■ **Task brief**
Reproduce every line of the records below, character for character, without any changes.

■ **Point-based annotation records**
━━━━━━━━━━━━━━━━
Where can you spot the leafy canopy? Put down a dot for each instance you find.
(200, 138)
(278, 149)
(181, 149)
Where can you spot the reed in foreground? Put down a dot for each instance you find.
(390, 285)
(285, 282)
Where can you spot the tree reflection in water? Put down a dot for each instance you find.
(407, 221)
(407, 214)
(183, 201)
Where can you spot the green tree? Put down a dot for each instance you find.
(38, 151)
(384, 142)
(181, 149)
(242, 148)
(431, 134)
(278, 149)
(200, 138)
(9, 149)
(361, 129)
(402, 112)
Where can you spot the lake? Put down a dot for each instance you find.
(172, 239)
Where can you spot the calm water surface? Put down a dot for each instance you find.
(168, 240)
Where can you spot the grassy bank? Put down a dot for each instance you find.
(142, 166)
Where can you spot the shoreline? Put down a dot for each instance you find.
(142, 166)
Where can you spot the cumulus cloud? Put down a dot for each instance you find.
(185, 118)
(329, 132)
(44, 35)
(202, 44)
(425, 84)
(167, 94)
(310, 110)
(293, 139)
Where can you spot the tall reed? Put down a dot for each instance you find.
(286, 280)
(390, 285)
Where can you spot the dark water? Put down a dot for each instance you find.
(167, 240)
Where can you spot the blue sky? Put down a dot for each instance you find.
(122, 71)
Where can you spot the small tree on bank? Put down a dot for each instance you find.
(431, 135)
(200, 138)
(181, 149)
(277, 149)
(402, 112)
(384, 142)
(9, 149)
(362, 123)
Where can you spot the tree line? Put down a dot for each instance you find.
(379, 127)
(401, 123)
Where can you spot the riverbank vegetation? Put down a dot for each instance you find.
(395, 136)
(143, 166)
━━━━━━━━━━━━━━━━
■ **Expected answer**
Where can you spot the leafy canopy? Put down a dot for each instance you find.
(200, 138)
(278, 149)
(181, 149)
Where can you spot the reed in foreground? Put down a dot for each instance you find.
(390, 285)
(285, 282)
Where can you spot the tree reflection in water? Put down a dot for each instance you find.
(407, 221)
(407, 214)
(183, 201)
Where can you spot the green tree? Put down a dot for each instance you find.
(38, 151)
(384, 142)
(181, 149)
(242, 148)
(431, 134)
(278, 149)
(200, 138)
(9, 149)
(361, 129)
(402, 112)
Where can you spot the lake? Put down a dot for each instance you find.
(172, 239)
Where can you spot the calm water surface? Put down a dot for each instance you find.
(168, 240)
Where can you spot the grassy bank? Put down a dot for each instance you find.
(142, 166)
Where can you spot the shoreline? Put down a dot for each instance you find.
(142, 166)
Where can you spot the cumulus cloud? Put down a dot for each instance you find.
(185, 118)
(329, 132)
(44, 35)
(202, 44)
(425, 84)
(167, 94)
(310, 110)
(293, 139)
Where can you spot the tall reed? Put down a dot for each instance you find.
(286, 280)
(390, 285)
Where can you spot the dark water? Put down a dot for each instance you find.
(167, 240)
Where can you spot the blue sky? Put down a dot for each instance you find.
(122, 71)
Where can you spot the small tree on bank? Put down a dot for each instance you find.
(431, 135)
(200, 138)
(181, 149)
(277, 149)
(402, 112)
(384, 142)
(9, 149)
(362, 123)
Where can you spot the tree line? Put down a dot for each instance you find.
(379, 127)
(401, 123)
Where can you spot the riverbank vegetation? Put down a dot for each instance you find.
(395, 136)
(143, 166)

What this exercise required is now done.